--- START ---
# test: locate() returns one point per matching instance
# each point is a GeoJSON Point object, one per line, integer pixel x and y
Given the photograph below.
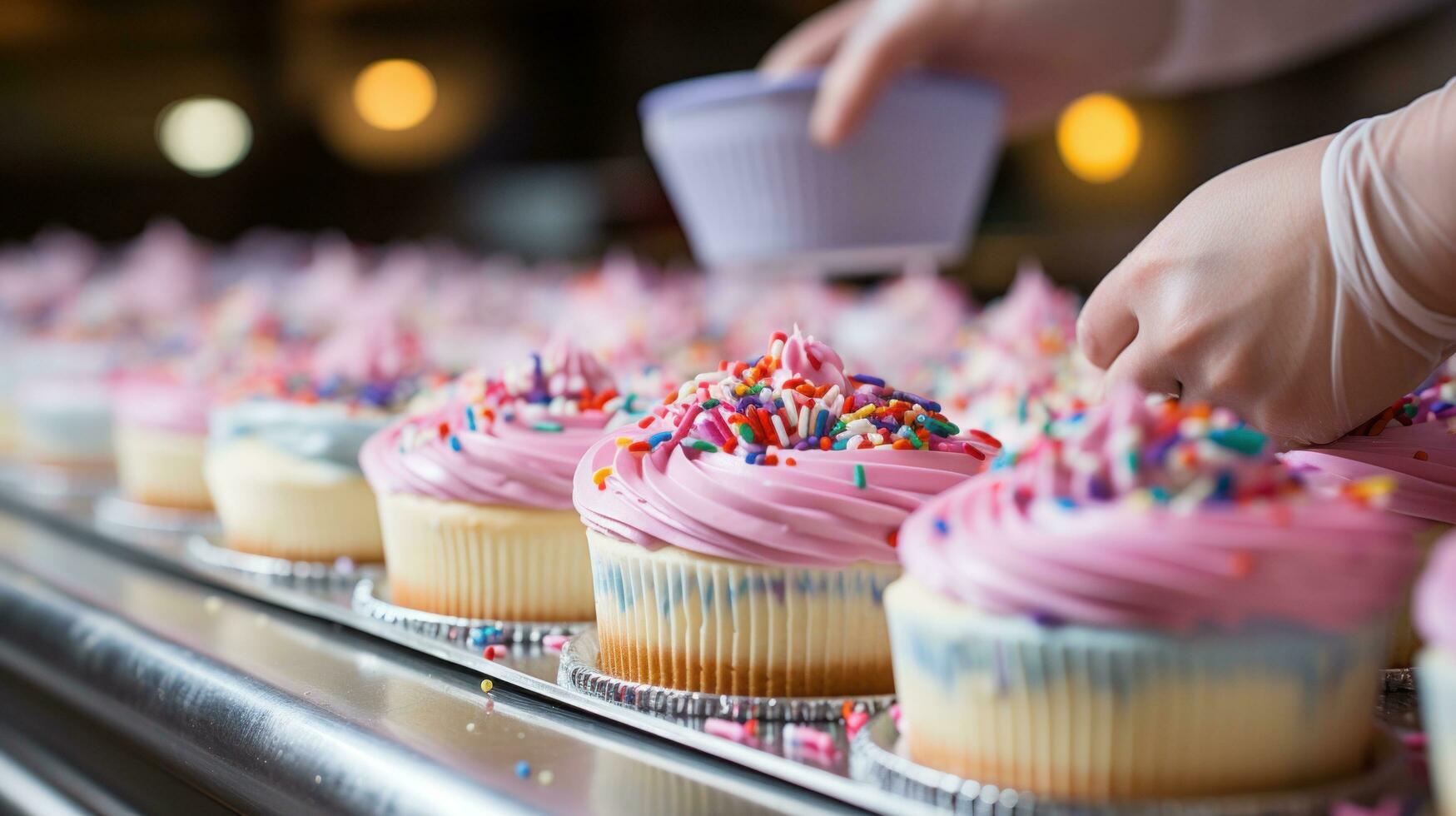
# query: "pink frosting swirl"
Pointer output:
{"type": "Point", "coordinates": [514, 439]}
{"type": "Point", "coordinates": [163, 402]}
{"type": "Point", "coordinates": [1434, 605]}
{"type": "Point", "coordinates": [1119, 526]}
{"type": "Point", "coordinates": [1420, 456]}
{"type": "Point", "coordinates": [810, 513]}
{"type": "Point", "coordinates": [787, 460]}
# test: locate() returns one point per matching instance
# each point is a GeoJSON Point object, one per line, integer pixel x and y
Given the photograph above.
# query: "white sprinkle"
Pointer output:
{"type": "Point", "coordinates": [778, 427]}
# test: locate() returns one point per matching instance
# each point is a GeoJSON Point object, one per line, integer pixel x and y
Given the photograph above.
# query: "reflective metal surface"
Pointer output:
{"type": "Point", "coordinates": [272, 711]}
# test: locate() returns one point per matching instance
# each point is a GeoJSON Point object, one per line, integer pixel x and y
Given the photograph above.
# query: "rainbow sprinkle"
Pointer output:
{"type": "Point", "coordinates": [756, 408]}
--- END ---
Exercise objective: The records above are to be transcribed in full, with images omitted.

Written reply:
# test: locate() returns one point per matching instance
# each point is a GeoJSON Point object, one per line, integer pixel x and y
Given the photograph below.
# query: "pink frosting swirl"
Pointer output:
{"type": "Point", "coordinates": [514, 439]}
{"type": "Point", "coordinates": [163, 402]}
{"type": "Point", "coordinates": [1434, 605]}
{"type": "Point", "coordinates": [1119, 526]}
{"type": "Point", "coordinates": [1420, 456]}
{"type": "Point", "coordinates": [810, 513]}
{"type": "Point", "coordinates": [787, 460]}
# test: locate() returns one point per matching instance
# each point is a GeoJSON Point object, one per line, integer pixel x and y
Given the photograph above.
# query: "white sprinkle"
Pointer output:
{"type": "Point", "coordinates": [778, 427]}
# test: locate() returns one point per matching instance
# each point is a GeoJSON Point object, one per line, integer pixel x and y
Given the photograph above.
# query: "reflective metal surface"
Pointer output:
{"type": "Point", "coordinates": [272, 711]}
# test: locate() returns one point per matching instance
# each point is a GeoJSON Point object, one per line, integer pixel x and y
Given the photograph above.
# query: "rainbow sprinkle"
Pointer output:
{"type": "Point", "coordinates": [756, 408]}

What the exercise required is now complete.